(Extracted lines)

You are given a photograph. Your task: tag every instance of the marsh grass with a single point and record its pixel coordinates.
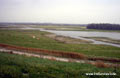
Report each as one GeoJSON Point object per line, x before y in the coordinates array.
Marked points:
{"type": "Point", "coordinates": [24, 38]}
{"type": "Point", "coordinates": [18, 66]}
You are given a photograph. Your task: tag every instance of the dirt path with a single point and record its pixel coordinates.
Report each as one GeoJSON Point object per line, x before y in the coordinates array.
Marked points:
{"type": "Point", "coordinates": [3, 50]}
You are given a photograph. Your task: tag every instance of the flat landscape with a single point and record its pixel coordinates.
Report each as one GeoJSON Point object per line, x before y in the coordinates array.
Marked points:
{"type": "Point", "coordinates": [23, 66]}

### REQUIRED TASK
Could you give the lines above as a Markdown table with the columns "No." and "Line", numbering each row and leaving out blank lines and pictures?

### ANSWER
| No. | Line |
|---|---|
| 1 | You are given a photograph. Your task: tag every instance of the marsh grass with a single point and record its pixel coordinates. |
| 2 | Report each as one GeoJSON Point object per line, x before y in the coordinates array. |
| 3 | Marked points: |
| 4 | {"type": "Point", "coordinates": [24, 38]} |
| 5 | {"type": "Point", "coordinates": [18, 66]} |
| 6 | You are given a photograph. Your task: tag every instance of the dirt path with a single point and record its pixel coordinates. |
| 7 | Report each as one GeoJSON Point object per line, x before y in the coordinates array. |
| 8 | Marked points: |
| 9 | {"type": "Point", "coordinates": [3, 50]} |
| 10 | You are given a photograph. Your task: tag every instance of the flat landscape with a single point and record its pixel coordinates. |
| 11 | Report each as one GeoJSON Point object per line, x before y in the coordinates array. |
| 12 | Marked points: |
| 13 | {"type": "Point", "coordinates": [23, 66]} |